**Goal 1**. In the terms of sale, how many days does the Customer have after tender of delivery to give Novus Ag written notice of a claim?

**Document extract**.
********************

These STANDARD TERMS AND CONDITIONS OF SALE (together with any agreement or contract to which they apply, this “Agreement”) govern the sale of goods and/or services (collectively, “Products”) by Novus Ag LLC (“Novus Ag”) to any Novus Ag customer that purchases Product (“Customer”) from Novus Ag. By placing an order for any Product, or making a purchase, return or other transaction with Novus Ag, Customer is deemed to agree to the terms of this Agreement.
1. Novus Ag’s prices and terms in effect at the time of shipping shall apply.
2. In addition to the purchase price, the Customer shall pay to Novus Ag all governmental taxes, excise tax, fees, surcharges and/or other charges (except taxes on or measured by net income of Novus Ag or the manufacturer) that Novus Ag may be required to pay with respect to the sale or transportation of any goods tendered for delivery here under, except where prohibited by applicable law.
3. Novus Ag’s tender of delivery of goods here under at the request of the Customer shall be an unqualified acceptance and waiver by the Customer of any and all claims with respect to such goods unless the Customer gives Novus Ag written notice of a claim within 15 days after such tender. The Customer assumes all risks and liability for the results obtained by the use of goods delivered hereunder, regardless of whether such goods are used in combination with other machinery or substances.
4. Goods will be shipped only on instructions from the Customer. If the Customer has two or more contracts in effect, at the time of shipping, shipping instructions from the earlier contract will apply.

********************

**Goal 2**. Count the lines in the records that follow which contain the string "below", with case counting, and reply with only that number.

**Source data**.
********************

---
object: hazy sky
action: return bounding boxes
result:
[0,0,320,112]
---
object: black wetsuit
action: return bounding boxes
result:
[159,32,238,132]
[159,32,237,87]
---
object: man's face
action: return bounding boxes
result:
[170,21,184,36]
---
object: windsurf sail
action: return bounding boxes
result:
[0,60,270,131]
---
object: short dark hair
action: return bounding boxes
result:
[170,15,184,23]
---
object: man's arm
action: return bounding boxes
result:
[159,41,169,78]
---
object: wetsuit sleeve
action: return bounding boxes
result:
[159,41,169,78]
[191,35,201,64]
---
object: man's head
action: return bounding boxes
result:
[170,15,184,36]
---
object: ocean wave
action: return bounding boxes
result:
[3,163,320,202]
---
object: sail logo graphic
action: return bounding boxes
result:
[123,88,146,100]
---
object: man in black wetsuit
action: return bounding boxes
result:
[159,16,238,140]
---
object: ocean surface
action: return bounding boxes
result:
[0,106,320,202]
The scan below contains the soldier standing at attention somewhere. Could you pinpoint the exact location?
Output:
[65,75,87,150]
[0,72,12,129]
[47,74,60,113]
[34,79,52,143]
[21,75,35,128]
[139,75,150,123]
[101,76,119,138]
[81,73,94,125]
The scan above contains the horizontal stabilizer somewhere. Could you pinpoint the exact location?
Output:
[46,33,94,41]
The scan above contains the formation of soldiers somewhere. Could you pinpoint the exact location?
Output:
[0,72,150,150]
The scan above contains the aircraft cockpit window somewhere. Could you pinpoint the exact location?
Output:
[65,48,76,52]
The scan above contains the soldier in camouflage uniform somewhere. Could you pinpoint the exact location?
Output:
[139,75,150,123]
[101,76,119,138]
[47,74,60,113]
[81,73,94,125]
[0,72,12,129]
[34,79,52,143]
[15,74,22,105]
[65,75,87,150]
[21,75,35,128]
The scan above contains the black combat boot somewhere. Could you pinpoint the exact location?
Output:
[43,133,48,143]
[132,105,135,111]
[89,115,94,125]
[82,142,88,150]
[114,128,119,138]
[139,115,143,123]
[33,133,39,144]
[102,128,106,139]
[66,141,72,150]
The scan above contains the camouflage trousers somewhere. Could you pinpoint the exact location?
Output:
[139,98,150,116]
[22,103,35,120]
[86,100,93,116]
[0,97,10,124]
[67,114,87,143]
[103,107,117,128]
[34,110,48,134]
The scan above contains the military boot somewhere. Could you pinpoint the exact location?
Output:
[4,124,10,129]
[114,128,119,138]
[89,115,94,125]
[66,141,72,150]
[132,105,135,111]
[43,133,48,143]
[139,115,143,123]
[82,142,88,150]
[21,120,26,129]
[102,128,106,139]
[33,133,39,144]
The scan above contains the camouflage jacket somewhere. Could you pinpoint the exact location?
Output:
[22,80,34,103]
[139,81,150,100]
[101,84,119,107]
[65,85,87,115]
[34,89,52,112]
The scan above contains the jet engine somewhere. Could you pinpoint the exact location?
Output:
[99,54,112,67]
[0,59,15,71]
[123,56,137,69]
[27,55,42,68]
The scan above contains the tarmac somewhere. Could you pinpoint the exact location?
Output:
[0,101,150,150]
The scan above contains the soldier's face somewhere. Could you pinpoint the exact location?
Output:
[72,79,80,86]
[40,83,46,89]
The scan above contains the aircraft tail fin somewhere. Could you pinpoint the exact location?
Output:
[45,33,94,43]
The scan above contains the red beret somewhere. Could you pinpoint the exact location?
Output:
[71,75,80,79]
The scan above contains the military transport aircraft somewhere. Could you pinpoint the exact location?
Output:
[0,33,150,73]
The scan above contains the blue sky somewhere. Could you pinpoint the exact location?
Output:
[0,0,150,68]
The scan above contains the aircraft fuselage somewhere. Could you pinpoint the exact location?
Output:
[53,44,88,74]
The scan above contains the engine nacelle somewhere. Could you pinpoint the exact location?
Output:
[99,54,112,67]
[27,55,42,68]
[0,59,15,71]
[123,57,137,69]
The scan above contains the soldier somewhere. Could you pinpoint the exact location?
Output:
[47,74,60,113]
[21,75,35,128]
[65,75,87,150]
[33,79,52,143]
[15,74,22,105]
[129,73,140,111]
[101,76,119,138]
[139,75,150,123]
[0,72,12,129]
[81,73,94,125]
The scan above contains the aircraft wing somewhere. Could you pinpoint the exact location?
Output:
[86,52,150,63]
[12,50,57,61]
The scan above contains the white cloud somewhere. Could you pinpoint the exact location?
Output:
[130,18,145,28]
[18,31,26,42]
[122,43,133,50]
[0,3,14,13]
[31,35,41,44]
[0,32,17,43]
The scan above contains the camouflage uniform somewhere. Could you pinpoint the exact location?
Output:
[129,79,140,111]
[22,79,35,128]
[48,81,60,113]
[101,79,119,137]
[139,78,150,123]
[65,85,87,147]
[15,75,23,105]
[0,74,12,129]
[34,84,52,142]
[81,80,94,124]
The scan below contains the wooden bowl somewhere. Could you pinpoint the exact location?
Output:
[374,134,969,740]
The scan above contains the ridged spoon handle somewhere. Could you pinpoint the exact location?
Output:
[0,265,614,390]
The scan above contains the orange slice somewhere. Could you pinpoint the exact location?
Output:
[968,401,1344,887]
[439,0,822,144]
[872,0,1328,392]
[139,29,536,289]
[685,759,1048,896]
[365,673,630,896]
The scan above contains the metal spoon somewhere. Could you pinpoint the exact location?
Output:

********************

**Complete response 1**. 15 days

**Complete response 2**. 2